# Task statement
Could you set out every line of the entries below as a Markdown table with the columns No. and Line, numbering each line and leaving out blank ones?

[Entries from a point annotation set]
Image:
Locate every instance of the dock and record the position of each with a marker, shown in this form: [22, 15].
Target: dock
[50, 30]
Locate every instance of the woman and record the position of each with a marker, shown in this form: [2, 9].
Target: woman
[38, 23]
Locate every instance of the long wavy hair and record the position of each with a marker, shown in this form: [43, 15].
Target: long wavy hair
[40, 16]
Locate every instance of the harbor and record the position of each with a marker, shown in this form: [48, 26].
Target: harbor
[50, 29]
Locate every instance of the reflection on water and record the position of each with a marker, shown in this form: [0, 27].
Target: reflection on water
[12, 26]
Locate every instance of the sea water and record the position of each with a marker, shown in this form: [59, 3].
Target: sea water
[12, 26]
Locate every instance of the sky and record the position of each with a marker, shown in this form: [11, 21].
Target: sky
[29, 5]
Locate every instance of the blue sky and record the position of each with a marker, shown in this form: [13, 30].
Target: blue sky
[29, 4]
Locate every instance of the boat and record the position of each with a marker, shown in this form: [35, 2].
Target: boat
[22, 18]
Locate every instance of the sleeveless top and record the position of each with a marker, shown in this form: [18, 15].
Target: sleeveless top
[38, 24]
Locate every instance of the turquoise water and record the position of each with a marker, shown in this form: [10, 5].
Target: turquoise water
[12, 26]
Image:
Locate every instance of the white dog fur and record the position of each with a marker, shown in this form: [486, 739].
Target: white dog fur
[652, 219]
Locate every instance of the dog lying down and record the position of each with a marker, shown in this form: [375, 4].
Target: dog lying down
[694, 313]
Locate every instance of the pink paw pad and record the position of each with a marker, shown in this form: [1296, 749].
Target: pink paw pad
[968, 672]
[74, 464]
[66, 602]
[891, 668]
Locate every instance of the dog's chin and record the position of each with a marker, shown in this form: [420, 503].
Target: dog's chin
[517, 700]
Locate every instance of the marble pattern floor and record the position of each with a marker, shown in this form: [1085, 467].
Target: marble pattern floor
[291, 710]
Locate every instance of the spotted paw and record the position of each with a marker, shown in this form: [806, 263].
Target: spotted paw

# Reply to the task
| No. | Line |
|---|---|
| 1 | Image: |
| 2 | Locate every instance of the dock and record the position of each with a marker, shown in this form: [22, 15]. |
| 3 | Target: dock |
| 4 | [50, 30] |
| 5 | Locate every instance of the woman and record the position of each with a marker, shown in this form: [2, 9]. |
| 6 | Target: woman |
| 7 | [38, 23] |
| 8 | Locate every instance of the long wavy hair and record the position of each with a marker, shown in this form: [43, 15]. |
| 9 | Target: long wavy hair |
| 10 | [40, 16] |
| 11 | Locate every instance of the harbor and record the position of each with a marker, shown in this form: [48, 26]. |
| 12 | Target: harbor |
| 13 | [50, 29] |
| 14 | Locate every instance of the reflection on water and record the position of each with a marker, shown in this form: [0, 27]. |
| 15 | Target: reflection on water |
| 16 | [12, 26] |
| 17 | Locate every instance of the sea water and record the position of each with a marker, shown in this form: [59, 3]. |
| 18 | Target: sea water |
| 19 | [12, 26] |
| 20 | Locate every instance of the sky and record the position of each with a marker, shown in this form: [11, 21]. |
| 21 | Target: sky |
| 22 | [29, 5] |
| 23 | Locate every instance of the blue sky and record the position of each with a marker, shown in this form: [13, 30]. |
| 24 | Target: blue sky |
| 25 | [29, 4] |
| 26 | Locate every instance of the boat and record the position of each with a marker, shown in this form: [35, 2]. |
| 27 | Target: boat |
| 28 | [22, 18] |
| 29 | Locate every instance of the sleeveless top and record the position of each with a marker, shown in this form: [18, 15]. |
| 30 | Target: sleeveless top |
| 31 | [38, 24] |
| 32 | Locate every instance of the turquoise water and record the position of each with a marker, shown in this form: [10, 5]. |
| 33 | Target: turquoise water |
| 34 | [12, 26] |
| 35 | Image: |
| 36 | Locate every instance of the white dog fur and record the position of each with a marker, shown in this form: [486, 739]. |
| 37 | Target: white dog fur |
| 38 | [652, 219] |
| 39 | Locate every instance of the dog lying down and record the position of each with a marker, shown in this form: [375, 4]. |
| 40 | Target: dog lying down |
| 41 | [694, 313] |
| 42 | Locate every instance of the pink paw pad and record the position of each with a marker, shown in this form: [1296, 749]. |
| 43 | Target: pink paw pad |
| 44 | [968, 672] |
| 45 | [74, 464] |
| 46 | [66, 602] |
| 47 | [891, 668] |
| 48 | Locate every instance of the dog's chin and record the position of each with a marker, shown in this form: [420, 503]. |
| 49 | Target: dog's chin |
| 50 | [517, 700] |
| 51 | Locate every instance of the marble pattern floor and record the position of each with a marker, shown in this form: [1085, 467]. |
| 52 | Target: marble pattern floor |
| 53 | [291, 710] |
| 54 | Locate every instance of the spotted paw and record the position of each with a marker, shown in this form: [806, 263]. |
| 55 | Target: spotted paw |